Data excerpts
::::
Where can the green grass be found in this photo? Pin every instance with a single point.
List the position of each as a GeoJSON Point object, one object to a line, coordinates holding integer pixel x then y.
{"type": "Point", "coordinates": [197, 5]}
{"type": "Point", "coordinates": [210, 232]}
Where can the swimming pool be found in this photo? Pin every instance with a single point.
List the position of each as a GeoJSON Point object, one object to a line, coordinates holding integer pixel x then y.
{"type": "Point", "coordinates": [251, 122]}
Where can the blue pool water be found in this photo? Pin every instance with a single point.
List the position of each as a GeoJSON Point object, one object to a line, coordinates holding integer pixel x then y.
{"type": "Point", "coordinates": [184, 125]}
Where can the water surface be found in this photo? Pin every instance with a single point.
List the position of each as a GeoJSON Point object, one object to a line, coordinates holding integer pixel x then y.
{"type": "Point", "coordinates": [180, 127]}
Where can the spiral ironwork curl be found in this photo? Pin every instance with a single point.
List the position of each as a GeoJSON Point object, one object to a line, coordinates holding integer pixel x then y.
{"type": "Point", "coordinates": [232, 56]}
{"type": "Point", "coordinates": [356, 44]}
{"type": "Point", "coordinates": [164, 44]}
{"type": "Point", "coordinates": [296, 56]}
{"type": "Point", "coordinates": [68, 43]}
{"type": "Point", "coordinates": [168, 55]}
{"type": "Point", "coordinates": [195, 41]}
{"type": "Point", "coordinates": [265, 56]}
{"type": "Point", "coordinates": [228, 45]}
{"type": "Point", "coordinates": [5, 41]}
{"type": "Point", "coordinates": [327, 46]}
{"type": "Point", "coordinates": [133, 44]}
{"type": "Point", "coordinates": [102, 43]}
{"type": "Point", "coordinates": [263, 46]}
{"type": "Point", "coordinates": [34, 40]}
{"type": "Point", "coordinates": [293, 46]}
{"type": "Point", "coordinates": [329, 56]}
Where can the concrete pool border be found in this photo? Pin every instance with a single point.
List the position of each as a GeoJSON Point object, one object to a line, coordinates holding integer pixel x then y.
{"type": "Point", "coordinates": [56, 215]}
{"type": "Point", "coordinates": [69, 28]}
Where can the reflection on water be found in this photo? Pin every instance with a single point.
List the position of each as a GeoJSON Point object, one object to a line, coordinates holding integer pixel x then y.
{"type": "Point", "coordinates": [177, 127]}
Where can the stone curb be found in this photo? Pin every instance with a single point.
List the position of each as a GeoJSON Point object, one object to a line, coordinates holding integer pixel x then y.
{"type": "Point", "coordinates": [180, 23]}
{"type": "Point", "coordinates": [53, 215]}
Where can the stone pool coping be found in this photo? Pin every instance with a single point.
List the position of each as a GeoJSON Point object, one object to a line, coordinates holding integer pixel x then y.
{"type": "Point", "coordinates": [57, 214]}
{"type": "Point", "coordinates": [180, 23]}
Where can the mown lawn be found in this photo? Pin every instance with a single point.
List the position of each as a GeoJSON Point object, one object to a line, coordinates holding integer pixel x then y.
::::
▸ Exercise requirements: A complete and exact reproduction of the data is needed.

▸ Solution:
Where can the green grass be found in this photo? Pin every instance with a single point.
List the position of each as a GeoJSON Point object, one object to a line, coordinates holding integer pixel x then y.
{"type": "Point", "coordinates": [197, 5]}
{"type": "Point", "coordinates": [210, 232]}
Where can the swimming pool be found in this photo? Pin every instance with a single point.
List the position of each as a GeoJSON Point object, one object to a line, coordinates holding integer pixel x then y.
{"type": "Point", "coordinates": [251, 122]}
Where can the blue pool water be found in this photo? Pin every instance with a single point.
List the position of each as a GeoJSON Point object, one object to a line, coordinates holding integer pixel x then y.
{"type": "Point", "coordinates": [184, 125]}
Where can the water surface be found in this photo? Pin every instance with a single point.
List the position of each as a GeoJSON Point object, one object to a line, coordinates holding integer pixel x then y.
{"type": "Point", "coordinates": [180, 127]}
Where can the spiral ironwork curl be found in this photo? Pin every instance with a single point.
List the position of each as a GeoJSON Point object, one object to a line, coordinates holding integer pixel x then y.
{"type": "Point", "coordinates": [232, 56]}
{"type": "Point", "coordinates": [356, 44]}
{"type": "Point", "coordinates": [164, 44]}
{"type": "Point", "coordinates": [296, 56]}
{"type": "Point", "coordinates": [68, 43]}
{"type": "Point", "coordinates": [168, 55]}
{"type": "Point", "coordinates": [195, 41]}
{"type": "Point", "coordinates": [265, 56]}
{"type": "Point", "coordinates": [228, 45]}
{"type": "Point", "coordinates": [5, 41]}
{"type": "Point", "coordinates": [327, 46]}
{"type": "Point", "coordinates": [133, 44]}
{"type": "Point", "coordinates": [102, 43]}
{"type": "Point", "coordinates": [263, 46]}
{"type": "Point", "coordinates": [34, 40]}
{"type": "Point", "coordinates": [293, 46]}
{"type": "Point", "coordinates": [329, 56]}
Where can the concrete pool border be found in this photo? Pin every instance with a single point.
List the position of each as a GeoJSON Point object, one object to a line, coordinates holding integer pixel x then y.
{"type": "Point", "coordinates": [56, 215]}
{"type": "Point", "coordinates": [69, 28]}
Where can the reflection on water be found in this photo? Pin every instance with a single point.
List the position of each as a GeoJSON Point object, one object to a line, coordinates holding integer pixel x then y.
{"type": "Point", "coordinates": [177, 127]}
Where can the stone curb be found in this photo? Pin every instance with a single point.
List the position of each as a GeoJSON Point object, one object to a line, coordinates holding integer pixel x then y.
{"type": "Point", "coordinates": [180, 23]}
{"type": "Point", "coordinates": [53, 215]}
Where can the stone pool coping be found in this photo? Pin every instance with a single point.
List the position of each as a GeoJSON Point object, one object to a line, coordinates holding integer pixel x then y.
{"type": "Point", "coordinates": [57, 214]}
{"type": "Point", "coordinates": [180, 23]}
Where can the mown lawn be found in this photo? Pin every instance with a single point.
List the position of each as a GeoJSON Point object, one object to a line, coordinates holding integer pixel x then y.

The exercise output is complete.